Identify the line that contains "find the green shrub in the photo above" in the material. Output it and every line after it, unchanged, through the end.

Start Dataset entries

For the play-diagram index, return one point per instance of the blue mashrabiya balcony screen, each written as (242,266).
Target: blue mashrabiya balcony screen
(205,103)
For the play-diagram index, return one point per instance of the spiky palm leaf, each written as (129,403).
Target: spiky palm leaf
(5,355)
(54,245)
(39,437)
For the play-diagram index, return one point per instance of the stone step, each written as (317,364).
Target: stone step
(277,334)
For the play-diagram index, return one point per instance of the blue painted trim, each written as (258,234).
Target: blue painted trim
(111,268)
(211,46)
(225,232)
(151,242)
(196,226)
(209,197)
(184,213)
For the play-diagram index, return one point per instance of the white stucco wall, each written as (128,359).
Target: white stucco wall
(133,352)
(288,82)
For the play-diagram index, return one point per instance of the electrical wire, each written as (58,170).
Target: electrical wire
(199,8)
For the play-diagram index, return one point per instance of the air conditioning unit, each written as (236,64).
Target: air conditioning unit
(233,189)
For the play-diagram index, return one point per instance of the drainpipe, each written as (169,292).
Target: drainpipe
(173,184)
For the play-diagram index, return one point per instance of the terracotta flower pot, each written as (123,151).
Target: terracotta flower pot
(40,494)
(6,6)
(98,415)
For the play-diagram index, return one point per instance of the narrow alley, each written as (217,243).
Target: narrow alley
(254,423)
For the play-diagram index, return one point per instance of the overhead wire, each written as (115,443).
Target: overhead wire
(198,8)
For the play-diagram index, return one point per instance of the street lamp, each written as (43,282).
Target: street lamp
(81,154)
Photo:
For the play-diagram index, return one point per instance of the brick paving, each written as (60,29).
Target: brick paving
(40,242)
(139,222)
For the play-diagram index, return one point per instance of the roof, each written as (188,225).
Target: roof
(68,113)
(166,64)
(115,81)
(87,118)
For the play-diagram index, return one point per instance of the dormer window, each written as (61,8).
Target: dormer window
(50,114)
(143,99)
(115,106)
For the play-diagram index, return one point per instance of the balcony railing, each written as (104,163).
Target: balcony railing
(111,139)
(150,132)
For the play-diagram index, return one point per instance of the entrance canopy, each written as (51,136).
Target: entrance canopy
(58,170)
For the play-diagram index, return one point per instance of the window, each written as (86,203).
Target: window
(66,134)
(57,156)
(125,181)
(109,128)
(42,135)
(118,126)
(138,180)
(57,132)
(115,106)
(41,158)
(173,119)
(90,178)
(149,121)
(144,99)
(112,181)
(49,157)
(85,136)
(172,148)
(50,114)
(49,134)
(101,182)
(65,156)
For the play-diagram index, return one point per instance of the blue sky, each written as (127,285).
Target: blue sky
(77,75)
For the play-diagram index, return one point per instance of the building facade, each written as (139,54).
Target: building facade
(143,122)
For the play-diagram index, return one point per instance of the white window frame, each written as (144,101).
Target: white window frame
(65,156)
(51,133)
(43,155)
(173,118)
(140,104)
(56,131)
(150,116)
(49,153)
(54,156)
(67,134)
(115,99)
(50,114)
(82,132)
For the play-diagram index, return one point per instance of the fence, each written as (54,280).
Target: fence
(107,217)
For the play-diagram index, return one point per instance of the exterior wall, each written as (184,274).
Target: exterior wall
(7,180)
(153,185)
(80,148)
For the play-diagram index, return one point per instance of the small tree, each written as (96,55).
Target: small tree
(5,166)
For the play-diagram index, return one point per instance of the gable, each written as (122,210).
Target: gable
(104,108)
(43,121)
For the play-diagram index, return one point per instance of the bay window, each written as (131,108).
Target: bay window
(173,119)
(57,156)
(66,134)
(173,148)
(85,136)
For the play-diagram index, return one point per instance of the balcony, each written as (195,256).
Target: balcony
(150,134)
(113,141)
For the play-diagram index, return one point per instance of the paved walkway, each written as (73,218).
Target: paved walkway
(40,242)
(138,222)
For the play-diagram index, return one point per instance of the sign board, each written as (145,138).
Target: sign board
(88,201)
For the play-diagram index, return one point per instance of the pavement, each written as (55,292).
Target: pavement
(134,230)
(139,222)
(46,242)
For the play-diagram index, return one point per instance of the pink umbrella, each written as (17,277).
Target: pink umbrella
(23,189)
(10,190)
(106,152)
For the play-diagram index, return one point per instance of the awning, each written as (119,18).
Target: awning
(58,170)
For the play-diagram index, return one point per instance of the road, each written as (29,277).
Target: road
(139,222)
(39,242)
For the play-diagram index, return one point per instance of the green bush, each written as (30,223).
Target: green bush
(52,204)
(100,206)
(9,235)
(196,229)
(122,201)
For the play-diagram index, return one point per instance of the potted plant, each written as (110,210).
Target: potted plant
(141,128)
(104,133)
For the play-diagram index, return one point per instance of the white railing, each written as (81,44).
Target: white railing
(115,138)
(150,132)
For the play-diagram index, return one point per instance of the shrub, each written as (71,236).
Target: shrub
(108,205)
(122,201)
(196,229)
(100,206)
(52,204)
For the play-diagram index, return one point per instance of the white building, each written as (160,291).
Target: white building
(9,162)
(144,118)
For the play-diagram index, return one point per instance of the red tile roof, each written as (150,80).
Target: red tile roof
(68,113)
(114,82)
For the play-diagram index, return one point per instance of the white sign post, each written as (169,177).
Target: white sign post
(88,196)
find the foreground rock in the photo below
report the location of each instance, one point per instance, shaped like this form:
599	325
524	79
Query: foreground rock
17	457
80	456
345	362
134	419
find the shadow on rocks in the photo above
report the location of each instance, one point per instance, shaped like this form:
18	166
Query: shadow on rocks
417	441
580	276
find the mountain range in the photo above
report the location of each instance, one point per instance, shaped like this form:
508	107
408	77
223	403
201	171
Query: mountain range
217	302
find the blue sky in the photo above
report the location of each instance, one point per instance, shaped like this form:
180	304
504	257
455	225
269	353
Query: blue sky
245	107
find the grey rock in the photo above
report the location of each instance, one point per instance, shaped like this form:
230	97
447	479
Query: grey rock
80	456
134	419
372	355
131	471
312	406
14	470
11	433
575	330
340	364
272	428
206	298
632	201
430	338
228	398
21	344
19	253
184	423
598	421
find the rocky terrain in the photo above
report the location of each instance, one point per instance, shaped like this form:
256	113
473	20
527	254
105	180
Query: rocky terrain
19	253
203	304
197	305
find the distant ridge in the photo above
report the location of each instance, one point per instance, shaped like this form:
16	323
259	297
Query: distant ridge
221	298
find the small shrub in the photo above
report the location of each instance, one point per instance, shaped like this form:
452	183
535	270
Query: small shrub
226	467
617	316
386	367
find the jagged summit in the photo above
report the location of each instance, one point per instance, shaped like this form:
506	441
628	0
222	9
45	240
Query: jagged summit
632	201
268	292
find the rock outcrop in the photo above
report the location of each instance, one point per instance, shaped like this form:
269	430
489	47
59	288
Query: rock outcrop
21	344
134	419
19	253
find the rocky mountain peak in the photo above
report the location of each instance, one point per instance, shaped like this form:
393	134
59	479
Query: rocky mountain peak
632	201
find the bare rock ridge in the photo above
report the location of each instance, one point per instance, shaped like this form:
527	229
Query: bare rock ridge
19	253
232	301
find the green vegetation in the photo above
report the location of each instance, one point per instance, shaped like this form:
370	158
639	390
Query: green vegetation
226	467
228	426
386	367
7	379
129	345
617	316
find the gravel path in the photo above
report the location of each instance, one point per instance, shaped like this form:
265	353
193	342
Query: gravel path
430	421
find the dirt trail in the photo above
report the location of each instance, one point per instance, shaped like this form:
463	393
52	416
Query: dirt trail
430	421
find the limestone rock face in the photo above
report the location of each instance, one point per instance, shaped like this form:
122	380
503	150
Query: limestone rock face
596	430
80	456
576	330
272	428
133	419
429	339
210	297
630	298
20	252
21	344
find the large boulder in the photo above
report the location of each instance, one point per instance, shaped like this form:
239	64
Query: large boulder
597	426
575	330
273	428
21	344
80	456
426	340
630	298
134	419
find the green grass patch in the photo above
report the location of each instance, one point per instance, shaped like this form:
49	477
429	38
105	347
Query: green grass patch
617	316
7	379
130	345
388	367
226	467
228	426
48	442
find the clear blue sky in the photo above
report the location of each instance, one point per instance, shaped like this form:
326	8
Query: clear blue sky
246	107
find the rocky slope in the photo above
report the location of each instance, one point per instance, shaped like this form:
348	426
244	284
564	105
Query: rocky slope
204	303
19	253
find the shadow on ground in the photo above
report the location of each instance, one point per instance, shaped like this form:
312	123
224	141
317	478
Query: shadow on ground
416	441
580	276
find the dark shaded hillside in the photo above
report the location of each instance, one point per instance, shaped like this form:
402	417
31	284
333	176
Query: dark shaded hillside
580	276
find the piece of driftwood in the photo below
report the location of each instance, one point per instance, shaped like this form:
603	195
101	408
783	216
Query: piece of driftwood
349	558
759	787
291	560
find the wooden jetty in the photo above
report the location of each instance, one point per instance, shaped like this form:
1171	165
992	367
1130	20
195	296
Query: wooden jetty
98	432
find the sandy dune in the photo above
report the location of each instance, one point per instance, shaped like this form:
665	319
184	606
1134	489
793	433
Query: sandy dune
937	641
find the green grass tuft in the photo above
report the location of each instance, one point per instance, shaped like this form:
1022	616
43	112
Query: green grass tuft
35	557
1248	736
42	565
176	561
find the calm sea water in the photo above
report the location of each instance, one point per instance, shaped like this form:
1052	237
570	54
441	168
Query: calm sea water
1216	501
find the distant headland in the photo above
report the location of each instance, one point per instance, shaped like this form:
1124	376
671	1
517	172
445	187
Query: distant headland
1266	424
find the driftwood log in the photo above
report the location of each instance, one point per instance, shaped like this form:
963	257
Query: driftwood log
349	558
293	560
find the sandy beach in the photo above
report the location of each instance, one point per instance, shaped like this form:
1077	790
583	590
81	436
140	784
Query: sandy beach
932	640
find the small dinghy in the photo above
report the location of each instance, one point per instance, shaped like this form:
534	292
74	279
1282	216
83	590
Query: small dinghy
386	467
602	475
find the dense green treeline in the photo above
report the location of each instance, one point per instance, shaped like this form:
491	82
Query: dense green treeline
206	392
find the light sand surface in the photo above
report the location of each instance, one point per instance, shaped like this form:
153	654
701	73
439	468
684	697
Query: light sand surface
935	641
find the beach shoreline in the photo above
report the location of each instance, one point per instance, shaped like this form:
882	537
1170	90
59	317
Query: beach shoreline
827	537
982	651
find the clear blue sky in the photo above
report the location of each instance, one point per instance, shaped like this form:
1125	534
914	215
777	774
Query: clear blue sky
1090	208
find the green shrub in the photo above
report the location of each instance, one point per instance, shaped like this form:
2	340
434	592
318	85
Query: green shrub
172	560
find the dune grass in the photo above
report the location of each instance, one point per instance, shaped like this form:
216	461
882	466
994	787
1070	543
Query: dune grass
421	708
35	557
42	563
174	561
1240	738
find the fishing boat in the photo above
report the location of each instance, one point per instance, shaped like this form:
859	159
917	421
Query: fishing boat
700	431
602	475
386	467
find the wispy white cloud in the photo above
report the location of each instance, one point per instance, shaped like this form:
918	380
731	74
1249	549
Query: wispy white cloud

End Dataset entries

Right answer -
find the green shrub in the photo above
report the location of each instance, one point per instance, shaped like this form:
2	340
434	592
318	85
Query: green shrub
172	560
find the dune grass in the photo above
report the location of each instance, one point per instance, shaped like this form:
216	461
882	466
994	787
1070	543
Query: dune grass
421	708
35	557
42	563
174	561
1240	738
find the fishing boat in the photo above
report the location of each instance, one point per instance, shaped like this form:
859	159
917	421
Query: fishing boat
700	431
602	475
386	467
find the wispy white cloud in the photo above
report the location of each instance, one point per instance, shaped like this form:
918	380
731	74
1249	549
Query: wispy white cloud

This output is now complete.